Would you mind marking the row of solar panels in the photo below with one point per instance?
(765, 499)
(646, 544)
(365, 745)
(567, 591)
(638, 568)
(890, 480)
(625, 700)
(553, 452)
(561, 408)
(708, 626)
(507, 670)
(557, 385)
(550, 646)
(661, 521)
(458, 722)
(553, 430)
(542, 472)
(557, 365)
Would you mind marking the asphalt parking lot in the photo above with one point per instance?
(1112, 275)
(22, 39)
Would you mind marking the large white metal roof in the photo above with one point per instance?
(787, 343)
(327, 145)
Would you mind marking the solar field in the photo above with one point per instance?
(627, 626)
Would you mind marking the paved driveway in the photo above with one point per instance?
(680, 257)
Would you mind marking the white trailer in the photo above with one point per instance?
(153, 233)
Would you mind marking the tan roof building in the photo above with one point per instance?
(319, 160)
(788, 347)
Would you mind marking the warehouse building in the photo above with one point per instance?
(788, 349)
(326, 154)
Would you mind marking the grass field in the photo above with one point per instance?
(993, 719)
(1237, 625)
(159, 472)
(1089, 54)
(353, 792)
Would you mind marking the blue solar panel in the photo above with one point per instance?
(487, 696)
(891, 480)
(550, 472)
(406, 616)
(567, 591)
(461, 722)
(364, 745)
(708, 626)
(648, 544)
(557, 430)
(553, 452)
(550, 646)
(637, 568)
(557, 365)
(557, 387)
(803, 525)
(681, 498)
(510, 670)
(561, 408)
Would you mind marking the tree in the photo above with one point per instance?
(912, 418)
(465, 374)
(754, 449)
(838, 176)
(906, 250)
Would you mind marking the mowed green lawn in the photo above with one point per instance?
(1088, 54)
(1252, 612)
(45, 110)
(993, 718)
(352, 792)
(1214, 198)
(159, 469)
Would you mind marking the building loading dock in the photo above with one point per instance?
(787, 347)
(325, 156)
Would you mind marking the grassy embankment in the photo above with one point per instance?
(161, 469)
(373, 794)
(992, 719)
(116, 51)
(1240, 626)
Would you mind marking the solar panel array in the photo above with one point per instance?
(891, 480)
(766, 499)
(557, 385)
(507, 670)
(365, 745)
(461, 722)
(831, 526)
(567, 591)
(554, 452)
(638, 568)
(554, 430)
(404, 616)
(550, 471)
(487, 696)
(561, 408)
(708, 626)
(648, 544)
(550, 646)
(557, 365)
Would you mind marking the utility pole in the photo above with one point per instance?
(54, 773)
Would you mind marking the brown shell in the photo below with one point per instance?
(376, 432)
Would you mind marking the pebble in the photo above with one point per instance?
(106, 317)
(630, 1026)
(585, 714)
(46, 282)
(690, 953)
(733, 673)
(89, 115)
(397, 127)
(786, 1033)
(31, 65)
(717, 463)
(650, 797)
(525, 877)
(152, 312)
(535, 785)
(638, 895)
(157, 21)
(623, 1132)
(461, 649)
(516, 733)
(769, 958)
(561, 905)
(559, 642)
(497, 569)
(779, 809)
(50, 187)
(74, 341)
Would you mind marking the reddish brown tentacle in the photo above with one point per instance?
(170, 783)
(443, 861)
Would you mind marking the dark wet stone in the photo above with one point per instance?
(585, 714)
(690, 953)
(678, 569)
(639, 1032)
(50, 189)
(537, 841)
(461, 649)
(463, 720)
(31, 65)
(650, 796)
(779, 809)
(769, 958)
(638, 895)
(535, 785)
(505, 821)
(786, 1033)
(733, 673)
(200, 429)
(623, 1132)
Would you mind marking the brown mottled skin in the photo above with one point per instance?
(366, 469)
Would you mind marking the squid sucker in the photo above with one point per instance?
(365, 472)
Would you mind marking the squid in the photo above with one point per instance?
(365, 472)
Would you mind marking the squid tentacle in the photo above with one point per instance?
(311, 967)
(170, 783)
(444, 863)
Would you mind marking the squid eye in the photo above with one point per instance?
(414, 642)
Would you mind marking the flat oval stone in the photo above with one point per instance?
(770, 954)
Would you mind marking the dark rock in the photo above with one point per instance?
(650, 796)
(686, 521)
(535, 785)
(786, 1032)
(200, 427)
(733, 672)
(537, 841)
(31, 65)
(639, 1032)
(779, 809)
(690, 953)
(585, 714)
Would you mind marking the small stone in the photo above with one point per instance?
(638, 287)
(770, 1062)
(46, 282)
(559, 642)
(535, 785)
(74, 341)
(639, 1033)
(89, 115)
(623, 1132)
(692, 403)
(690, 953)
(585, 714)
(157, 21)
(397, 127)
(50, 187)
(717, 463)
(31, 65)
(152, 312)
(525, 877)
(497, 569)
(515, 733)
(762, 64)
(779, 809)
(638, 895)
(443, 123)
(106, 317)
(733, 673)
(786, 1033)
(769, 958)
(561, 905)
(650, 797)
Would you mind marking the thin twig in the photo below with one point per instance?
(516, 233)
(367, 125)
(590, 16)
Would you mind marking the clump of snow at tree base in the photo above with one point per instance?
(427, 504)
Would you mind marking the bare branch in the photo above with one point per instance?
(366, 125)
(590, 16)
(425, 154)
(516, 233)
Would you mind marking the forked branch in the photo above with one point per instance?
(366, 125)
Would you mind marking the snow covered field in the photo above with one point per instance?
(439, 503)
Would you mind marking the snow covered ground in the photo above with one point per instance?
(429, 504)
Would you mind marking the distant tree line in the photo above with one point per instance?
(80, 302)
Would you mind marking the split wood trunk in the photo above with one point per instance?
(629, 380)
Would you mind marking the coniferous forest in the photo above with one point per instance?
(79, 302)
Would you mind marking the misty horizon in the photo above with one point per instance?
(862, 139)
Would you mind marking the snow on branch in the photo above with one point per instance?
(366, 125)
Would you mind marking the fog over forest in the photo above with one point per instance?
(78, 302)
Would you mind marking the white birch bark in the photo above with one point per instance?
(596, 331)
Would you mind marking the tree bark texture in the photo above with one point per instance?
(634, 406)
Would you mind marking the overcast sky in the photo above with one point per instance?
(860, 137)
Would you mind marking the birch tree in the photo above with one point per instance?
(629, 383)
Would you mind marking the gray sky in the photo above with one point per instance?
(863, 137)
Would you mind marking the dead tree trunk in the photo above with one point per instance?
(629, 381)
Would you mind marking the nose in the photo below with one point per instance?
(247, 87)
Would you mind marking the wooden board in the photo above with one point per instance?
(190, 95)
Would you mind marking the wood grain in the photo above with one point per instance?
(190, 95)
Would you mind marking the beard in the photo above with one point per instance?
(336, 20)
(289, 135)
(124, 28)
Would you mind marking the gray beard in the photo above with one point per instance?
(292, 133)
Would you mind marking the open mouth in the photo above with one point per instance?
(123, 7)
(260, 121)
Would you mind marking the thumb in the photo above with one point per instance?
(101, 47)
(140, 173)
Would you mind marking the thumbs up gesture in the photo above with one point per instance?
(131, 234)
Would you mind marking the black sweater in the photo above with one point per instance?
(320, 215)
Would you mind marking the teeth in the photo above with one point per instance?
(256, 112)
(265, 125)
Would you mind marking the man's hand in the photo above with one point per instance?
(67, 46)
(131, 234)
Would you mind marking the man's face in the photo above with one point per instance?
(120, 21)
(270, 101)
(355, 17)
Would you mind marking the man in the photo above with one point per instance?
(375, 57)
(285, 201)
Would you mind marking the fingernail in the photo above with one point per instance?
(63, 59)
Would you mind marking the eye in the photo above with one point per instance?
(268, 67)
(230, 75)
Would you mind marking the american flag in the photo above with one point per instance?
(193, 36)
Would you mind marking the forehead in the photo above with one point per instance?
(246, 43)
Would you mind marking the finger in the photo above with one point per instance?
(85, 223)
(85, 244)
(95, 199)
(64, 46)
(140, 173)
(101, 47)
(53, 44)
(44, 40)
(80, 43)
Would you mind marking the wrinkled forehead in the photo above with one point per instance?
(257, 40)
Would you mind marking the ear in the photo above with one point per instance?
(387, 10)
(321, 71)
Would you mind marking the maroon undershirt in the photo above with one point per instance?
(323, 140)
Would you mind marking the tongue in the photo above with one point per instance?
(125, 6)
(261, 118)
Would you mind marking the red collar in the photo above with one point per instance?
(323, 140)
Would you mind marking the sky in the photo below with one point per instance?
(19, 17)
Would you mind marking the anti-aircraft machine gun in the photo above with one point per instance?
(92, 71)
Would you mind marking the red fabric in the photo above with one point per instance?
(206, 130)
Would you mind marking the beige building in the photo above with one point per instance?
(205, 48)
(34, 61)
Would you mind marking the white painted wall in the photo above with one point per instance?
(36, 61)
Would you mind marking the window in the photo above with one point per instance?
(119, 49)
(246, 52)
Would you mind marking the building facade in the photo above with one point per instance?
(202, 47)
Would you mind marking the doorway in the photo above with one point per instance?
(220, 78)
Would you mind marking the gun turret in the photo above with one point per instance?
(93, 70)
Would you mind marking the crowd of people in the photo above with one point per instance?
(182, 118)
——————
**Exercise requirements**.
Write out the lines from the one containing "Would you mind marking the doorway" through the last line of the records above. Include both of those lines and nothing else.

**The answer**.
Would you mind marking the doorway in the photo above with one point per instance?
(220, 78)
Would you mind marking the gun turret in the photo above with one point per instance?
(93, 70)
Would you mind marking the crowd of people in the photo above with one point per instance?
(182, 118)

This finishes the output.